---------- RECORDS

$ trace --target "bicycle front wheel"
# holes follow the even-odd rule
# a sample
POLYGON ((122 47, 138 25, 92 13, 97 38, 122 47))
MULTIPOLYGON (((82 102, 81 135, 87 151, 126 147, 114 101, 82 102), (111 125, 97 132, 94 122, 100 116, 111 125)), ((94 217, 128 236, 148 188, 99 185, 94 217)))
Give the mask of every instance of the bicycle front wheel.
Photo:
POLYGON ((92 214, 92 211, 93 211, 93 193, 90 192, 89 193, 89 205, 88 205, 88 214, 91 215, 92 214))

--------------------
---------- RECORDS

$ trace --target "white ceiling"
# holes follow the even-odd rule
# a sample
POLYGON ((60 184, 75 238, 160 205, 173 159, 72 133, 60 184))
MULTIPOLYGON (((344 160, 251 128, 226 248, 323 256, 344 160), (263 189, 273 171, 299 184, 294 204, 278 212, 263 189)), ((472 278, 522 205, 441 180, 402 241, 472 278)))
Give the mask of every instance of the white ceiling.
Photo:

--------------------
---------- RECORDS

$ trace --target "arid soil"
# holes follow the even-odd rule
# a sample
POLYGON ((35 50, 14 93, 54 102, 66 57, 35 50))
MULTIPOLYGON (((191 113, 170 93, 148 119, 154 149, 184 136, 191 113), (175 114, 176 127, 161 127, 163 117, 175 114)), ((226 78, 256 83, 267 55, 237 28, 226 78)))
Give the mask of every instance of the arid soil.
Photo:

--------------------

- _STATED GOAL_
Return every line above that contains the string "MULTIPOLYGON", matching case exactly.

- _OUTPUT FOR THIS TASK_
MULTIPOLYGON (((82 102, 81 135, 87 151, 126 147, 114 101, 82 102), (111 125, 97 132, 94 122, 100 116, 111 125)), ((94 217, 128 236, 148 188, 99 185, 94 217)))
MULTIPOLYGON (((344 160, 251 128, 226 248, 323 256, 344 160), (263 189, 273 171, 299 184, 294 204, 278 212, 263 189)), ((472 278, 522 205, 441 180, 402 241, 472 278)))
MULTIPOLYGON (((191 113, 170 93, 148 119, 154 149, 184 136, 191 113), (175 114, 176 127, 161 127, 163 117, 175 114)), ((226 78, 256 83, 267 55, 237 28, 226 78)))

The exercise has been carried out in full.